* **WHAT TO DO**
- 1) Summarize the biopsy cluster passage in two sentences.
- 2) In the biopsy cluster passage, recast the paragraph beginning "Although we focused on acute histologic lesions" as a shorter bulleted list that keeps its main facts.

* **EXCERPTED PASSAGE**
===============

Biopsies in cluster 1 had no or very limited inflammation, a good outcome, and could be considered as no rejection. In cluster 2, all patients had moderate to severe glomerulitis in the absence of HLA-DSA, sometimes accompanied by tubulo-interstitial inflammation and peritubular capillaritis. These cases of glomerulitis in the absence of HLA-DSA are not fully understood and not reflected in the current Banff classification, yet associate with impaired graft outcome. Cluster 3 is characterized by moderate to severe degrees of tubulo-interstitial inflammation, reminiscent of acute TCMR in the Banff classification. In cluster 4, no or only very limited inflammation is noted, sometimes C4d deposition in peritubular capillaries. All patients in cluster 4 were HLA-DSA positive, which appeared to be a risk factor for graft failure in comparison to cluster 1, even in the absence of extensive inflammation. Biopsies in cluster 5 were HLA-DSA positive with high g scores and could be considered to reflect active ABMR. Biopsies in cluster 6 were HLA-DSA positive with high t and i scores, often combined with g and ptc, and could suggest mixed rejection. Biopsies in cluster 1 and 4 were most often protocol biopsies, whereas clusters 2, 3, and 5 were similarly distributed between protocol and indication biopsies (Supplemental Table 3). Cluster 6 was observed most often in indication biopsies and had worst eGFR and highest proteinuria.

Although we focused on acute histologic lesions, they often co-occurred with chronic lesions (Supplemental Figure 2). With k < or > six, we observed larger PAC (Supplemental Table 1). Increasing k did not drastically reshape previously found clusters, but rather added new clusters and conserved the similar centroids of the clusters derived at lower k. With k=7, we observed the separation of cluster 1 in two clusters on the basis of the t lesion (and, to a lesser extent, i). However, the survival curves from those two subclusters were largely overlapping (log-rank test P value=0.97), illustrating that also from clinical perspective, the optimal number of clusters was k=6. The ARI was similar between the various k values and the minimal distance between two centroids also decreased with a greater k.

===============

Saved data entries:

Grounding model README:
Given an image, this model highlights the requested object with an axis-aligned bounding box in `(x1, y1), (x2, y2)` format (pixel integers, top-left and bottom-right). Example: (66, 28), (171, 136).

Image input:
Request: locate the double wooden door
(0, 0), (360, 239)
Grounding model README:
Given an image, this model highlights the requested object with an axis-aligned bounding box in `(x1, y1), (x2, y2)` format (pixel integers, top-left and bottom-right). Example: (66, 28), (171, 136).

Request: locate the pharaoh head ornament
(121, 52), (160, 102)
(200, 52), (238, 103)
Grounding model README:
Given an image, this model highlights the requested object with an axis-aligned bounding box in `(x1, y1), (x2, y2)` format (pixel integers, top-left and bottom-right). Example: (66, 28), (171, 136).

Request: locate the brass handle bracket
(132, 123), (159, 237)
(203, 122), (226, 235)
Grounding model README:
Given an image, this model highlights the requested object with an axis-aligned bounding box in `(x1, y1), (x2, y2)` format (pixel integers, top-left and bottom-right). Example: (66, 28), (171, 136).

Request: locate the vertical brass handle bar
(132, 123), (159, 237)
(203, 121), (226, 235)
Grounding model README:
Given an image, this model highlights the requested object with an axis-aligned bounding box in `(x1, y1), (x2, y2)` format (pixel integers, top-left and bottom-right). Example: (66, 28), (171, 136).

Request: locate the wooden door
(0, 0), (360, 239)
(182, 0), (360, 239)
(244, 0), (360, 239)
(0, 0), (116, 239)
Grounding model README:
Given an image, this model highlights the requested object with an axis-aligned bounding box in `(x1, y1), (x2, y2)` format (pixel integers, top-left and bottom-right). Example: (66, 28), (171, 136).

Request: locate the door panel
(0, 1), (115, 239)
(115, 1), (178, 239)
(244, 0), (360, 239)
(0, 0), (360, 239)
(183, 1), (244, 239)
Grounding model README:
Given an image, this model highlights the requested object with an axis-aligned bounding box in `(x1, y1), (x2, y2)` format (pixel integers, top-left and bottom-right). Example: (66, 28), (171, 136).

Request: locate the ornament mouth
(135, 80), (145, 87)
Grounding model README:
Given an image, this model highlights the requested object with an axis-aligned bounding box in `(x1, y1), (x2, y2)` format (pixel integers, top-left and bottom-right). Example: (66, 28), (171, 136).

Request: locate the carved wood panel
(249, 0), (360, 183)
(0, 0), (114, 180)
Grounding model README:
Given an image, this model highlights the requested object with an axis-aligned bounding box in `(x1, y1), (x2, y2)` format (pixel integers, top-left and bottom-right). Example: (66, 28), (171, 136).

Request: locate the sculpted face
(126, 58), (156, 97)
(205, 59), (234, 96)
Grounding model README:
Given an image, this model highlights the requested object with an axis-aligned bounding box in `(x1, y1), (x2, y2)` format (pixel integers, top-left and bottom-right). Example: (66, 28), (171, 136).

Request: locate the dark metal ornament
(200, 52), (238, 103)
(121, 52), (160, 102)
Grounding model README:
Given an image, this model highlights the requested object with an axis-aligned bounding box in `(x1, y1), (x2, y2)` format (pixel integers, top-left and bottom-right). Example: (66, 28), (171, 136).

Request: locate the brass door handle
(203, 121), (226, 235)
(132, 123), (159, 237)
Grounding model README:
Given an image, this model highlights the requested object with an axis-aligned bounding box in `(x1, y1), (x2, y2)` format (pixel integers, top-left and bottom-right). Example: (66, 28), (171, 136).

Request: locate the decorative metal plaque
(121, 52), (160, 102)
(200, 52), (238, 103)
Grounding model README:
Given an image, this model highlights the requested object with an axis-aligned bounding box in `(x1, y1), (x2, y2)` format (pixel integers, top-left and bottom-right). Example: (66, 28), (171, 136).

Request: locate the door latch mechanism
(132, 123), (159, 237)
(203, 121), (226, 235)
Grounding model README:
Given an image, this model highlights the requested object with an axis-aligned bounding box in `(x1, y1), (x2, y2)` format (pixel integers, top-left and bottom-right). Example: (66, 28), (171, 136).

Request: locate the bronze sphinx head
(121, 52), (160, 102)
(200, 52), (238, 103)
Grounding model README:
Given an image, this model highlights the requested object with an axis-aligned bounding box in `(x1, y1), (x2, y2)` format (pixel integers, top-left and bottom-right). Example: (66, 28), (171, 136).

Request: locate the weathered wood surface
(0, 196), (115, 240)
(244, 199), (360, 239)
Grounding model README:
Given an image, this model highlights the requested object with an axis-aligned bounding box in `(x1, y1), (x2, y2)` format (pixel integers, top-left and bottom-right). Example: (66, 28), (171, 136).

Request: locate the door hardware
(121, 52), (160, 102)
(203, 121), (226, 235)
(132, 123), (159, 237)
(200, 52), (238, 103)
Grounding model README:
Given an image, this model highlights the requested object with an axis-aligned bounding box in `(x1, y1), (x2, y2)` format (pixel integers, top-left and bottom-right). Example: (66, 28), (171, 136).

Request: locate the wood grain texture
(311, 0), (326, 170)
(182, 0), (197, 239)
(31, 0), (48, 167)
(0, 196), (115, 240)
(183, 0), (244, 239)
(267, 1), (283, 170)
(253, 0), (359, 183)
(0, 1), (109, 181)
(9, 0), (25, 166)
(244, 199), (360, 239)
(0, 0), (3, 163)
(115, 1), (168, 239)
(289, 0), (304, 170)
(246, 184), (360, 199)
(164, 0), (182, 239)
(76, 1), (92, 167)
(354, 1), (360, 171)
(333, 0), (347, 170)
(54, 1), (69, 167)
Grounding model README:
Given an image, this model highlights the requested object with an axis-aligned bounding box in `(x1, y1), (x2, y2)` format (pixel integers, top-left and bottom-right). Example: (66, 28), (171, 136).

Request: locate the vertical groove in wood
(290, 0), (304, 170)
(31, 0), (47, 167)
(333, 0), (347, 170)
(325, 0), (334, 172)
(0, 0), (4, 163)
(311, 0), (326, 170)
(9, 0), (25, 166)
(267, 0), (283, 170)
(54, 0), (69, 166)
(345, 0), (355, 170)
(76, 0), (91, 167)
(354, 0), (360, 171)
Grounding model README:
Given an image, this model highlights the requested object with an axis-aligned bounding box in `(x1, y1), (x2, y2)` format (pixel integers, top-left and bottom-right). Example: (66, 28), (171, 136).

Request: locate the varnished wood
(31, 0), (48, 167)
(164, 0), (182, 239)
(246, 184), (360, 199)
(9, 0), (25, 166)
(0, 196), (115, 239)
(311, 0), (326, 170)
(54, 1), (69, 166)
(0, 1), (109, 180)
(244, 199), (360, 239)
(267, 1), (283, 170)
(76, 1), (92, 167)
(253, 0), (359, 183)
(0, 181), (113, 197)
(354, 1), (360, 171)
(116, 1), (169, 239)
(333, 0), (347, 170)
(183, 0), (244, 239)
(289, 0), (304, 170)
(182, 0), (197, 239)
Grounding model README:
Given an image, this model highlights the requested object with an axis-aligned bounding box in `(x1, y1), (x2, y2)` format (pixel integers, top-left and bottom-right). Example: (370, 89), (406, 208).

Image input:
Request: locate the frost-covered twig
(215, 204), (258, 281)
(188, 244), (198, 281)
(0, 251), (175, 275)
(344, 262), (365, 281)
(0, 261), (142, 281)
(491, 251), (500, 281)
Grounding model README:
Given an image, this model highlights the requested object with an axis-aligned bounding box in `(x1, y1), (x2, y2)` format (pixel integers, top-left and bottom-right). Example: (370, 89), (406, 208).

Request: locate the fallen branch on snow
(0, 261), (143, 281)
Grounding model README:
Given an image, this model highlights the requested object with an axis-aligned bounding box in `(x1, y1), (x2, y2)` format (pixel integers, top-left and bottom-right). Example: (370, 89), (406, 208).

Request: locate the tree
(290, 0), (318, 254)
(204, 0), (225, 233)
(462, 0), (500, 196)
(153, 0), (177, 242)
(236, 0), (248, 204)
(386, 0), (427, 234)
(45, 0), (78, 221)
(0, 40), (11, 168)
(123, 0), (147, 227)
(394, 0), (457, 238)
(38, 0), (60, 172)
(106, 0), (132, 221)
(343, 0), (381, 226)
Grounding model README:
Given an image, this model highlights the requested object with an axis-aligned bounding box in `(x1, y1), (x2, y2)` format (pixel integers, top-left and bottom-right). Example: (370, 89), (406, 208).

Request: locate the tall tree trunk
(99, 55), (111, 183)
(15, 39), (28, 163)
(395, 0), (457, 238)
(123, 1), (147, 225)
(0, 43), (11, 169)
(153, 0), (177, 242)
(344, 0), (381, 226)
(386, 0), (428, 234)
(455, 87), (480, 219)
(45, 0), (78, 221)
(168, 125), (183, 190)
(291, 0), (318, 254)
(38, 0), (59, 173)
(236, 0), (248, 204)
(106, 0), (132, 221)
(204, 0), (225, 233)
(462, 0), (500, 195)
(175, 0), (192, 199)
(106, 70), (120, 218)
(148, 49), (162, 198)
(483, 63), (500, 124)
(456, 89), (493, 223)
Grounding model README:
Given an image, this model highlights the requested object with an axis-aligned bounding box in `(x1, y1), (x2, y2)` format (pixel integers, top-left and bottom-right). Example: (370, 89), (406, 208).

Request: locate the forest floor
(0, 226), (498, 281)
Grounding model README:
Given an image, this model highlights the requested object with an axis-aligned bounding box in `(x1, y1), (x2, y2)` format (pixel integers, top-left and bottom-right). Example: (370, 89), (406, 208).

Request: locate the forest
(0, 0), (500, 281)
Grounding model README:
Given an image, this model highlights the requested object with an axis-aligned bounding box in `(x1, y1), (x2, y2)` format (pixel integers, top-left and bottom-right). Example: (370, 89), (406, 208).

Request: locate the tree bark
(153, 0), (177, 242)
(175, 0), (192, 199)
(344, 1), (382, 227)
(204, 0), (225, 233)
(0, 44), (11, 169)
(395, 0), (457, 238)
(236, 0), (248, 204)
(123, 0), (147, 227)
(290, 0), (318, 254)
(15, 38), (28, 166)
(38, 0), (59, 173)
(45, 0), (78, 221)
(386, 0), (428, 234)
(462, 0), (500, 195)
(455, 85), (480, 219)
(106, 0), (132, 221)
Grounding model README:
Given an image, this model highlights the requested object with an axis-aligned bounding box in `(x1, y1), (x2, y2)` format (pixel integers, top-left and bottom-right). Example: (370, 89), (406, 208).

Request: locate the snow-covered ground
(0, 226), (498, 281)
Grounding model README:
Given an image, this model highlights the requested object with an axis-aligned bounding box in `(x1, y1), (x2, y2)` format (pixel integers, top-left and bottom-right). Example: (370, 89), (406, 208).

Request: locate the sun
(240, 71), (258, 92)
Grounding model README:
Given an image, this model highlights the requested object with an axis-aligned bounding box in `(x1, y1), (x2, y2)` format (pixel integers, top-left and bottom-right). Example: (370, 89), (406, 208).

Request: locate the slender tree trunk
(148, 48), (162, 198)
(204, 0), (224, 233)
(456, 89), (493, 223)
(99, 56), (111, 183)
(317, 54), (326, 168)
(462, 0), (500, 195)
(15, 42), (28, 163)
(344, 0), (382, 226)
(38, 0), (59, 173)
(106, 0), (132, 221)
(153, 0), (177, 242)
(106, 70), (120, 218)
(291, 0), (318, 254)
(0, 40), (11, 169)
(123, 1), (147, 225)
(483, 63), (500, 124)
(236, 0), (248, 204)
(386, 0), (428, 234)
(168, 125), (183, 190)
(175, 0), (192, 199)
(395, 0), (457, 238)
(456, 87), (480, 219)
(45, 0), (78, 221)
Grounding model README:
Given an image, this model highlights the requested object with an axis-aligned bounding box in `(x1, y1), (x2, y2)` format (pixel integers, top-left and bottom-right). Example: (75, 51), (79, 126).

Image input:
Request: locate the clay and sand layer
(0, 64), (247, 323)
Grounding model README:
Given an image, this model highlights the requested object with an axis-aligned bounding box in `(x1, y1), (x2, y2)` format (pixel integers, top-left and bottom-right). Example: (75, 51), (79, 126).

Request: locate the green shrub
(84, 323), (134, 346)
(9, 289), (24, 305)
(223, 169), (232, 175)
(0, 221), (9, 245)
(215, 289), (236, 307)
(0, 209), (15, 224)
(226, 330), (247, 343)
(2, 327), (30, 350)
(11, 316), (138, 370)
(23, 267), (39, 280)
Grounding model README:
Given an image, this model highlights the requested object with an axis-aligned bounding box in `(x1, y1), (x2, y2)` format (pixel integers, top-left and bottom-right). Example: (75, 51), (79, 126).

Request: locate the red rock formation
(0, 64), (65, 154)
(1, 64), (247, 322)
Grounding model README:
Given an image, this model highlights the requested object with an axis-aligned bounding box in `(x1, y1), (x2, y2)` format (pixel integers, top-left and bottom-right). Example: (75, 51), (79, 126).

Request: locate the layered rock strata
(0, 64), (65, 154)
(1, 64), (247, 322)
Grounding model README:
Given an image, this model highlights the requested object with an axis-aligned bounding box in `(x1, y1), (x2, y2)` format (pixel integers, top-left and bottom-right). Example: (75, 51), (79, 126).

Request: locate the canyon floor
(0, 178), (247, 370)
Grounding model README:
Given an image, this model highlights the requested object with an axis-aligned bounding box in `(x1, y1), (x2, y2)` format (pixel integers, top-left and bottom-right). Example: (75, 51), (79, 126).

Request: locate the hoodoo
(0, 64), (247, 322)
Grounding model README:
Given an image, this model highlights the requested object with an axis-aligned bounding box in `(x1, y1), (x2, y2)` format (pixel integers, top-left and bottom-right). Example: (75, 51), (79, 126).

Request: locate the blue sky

===============

* **SOLUTIONS**
- 1) The biopsy cluster passage describes six clusters of biopsies: cluster 1 with little or no inflammation, cluster 2 with glomerulitis without HLA-DSA, cluster 3 with tubulo-interstitial inflammation resembling acute TCMR, and clusters 4 to 6 that were HLA-DSA positive, ranging from limited inflammation to active ABMR and mixed rejection. It also reports that k=6 was the optimal number of clusters, since other k values gave larger PAC and the two subclusters formed from cluster 1 at k=7 had largely overlapping survival curves.

- 2)
- The acute histologic lesions studied often co-occurred with chronic lesions (Supplemental Figure 2).
- PAC was larger with k below or above six (Supplemental Table 1).
- Raising k added new clusters and kept similar centroids. It did not drastically reshape earlier clusters.
- At k=7, cluster 1 split in two on the basis of the t lesion (and, to a lesser extent, i). The two subclusters' survival curves largely overlapped (log-rank P=0.97), which shows k=6 as optimal from a clinical perspective too.
- The ARI was similar across k values.
- The minimal distance between two centroids decreased as k grew.